(Records from a point-labeling set)

• • • • •

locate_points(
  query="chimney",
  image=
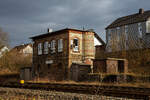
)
(141, 11)
(49, 30)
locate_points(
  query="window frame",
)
(60, 45)
(140, 32)
(126, 30)
(148, 27)
(39, 48)
(53, 46)
(46, 44)
(75, 47)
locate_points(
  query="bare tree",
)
(3, 38)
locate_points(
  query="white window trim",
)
(60, 45)
(46, 47)
(39, 48)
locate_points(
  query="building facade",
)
(3, 50)
(54, 52)
(129, 32)
(24, 49)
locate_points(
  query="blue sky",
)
(25, 18)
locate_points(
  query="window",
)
(60, 45)
(109, 35)
(140, 30)
(126, 36)
(53, 44)
(118, 33)
(39, 48)
(109, 40)
(75, 44)
(46, 48)
(148, 27)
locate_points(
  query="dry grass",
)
(141, 85)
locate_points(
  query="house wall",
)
(61, 62)
(59, 59)
(28, 50)
(133, 41)
(112, 66)
(86, 47)
(99, 66)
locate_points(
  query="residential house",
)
(3, 49)
(55, 52)
(129, 32)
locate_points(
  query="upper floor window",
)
(60, 45)
(148, 27)
(140, 29)
(53, 46)
(75, 44)
(46, 48)
(109, 35)
(39, 48)
(126, 36)
(118, 33)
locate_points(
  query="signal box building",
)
(54, 52)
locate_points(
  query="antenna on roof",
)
(83, 28)
(49, 30)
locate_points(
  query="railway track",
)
(116, 91)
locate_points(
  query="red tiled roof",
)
(56, 32)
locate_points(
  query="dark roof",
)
(2, 46)
(56, 32)
(130, 19)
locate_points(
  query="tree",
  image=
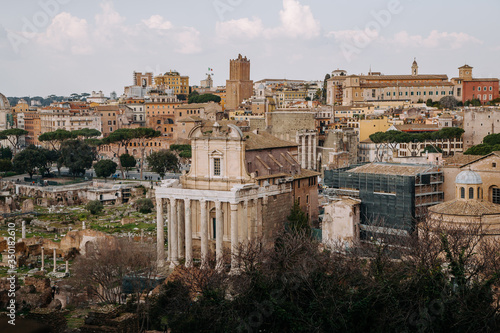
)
(144, 205)
(55, 139)
(77, 156)
(142, 136)
(5, 165)
(29, 160)
(13, 135)
(448, 102)
(163, 161)
(94, 207)
(492, 139)
(5, 153)
(105, 168)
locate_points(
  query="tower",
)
(239, 86)
(414, 67)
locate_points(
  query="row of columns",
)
(308, 150)
(180, 230)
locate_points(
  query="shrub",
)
(144, 205)
(95, 207)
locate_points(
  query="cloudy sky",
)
(65, 46)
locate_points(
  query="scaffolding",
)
(388, 200)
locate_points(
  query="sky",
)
(66, 46)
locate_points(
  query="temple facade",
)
(240, 188)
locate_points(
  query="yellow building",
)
(368, 127)
(173, 80)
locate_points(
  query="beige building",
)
(478, 123)
(239, 86)
(471, 207)
(240, 188)
(174, 82)
(341, 222)
(69, 116)
(378, 87)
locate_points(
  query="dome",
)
(468, 177)
(4, 102)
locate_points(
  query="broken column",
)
(55, 264)
(43, 260)
(23, 230)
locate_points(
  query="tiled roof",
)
(393, 169)
(466, 208)
(460, 159)
(306, 173)
(417, 127)
(265, 140)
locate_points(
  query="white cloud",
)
(67, 32)
(242, 28)
(188, 41)
(157, 22)
(436, 39)
(297, 21)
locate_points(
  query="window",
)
(217, 167)
(495, 195)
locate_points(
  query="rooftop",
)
(265, 140)
(466, 208)
(393, 169)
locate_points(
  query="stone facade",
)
(220, 201)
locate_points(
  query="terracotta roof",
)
(393, 169)
(306, 173)
(417, 127)
(460, 159)
(190, 119)
(265, 140)
(496, 153)
(466, 208)
(406, 84)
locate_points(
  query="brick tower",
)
(239, 86)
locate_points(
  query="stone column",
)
(309, 150)
(254, 219)
(160, 233)
(189, 231)
(181, 231)
(303, 151)
(55, 264)
(219, 234)
(234, 236)
(204, 234)
(315, 157)
(244, 223)
(175, 240)
(43, 260)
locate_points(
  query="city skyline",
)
(66, 46)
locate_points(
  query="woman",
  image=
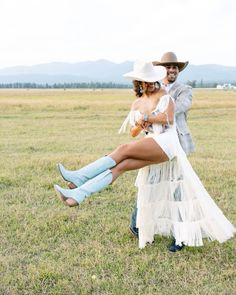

• • • • •

AIM:
Report how many lines of the records contain the string "facade", treating case as significant. Give only the number.

ANSWER TO THE PROBLEM:
3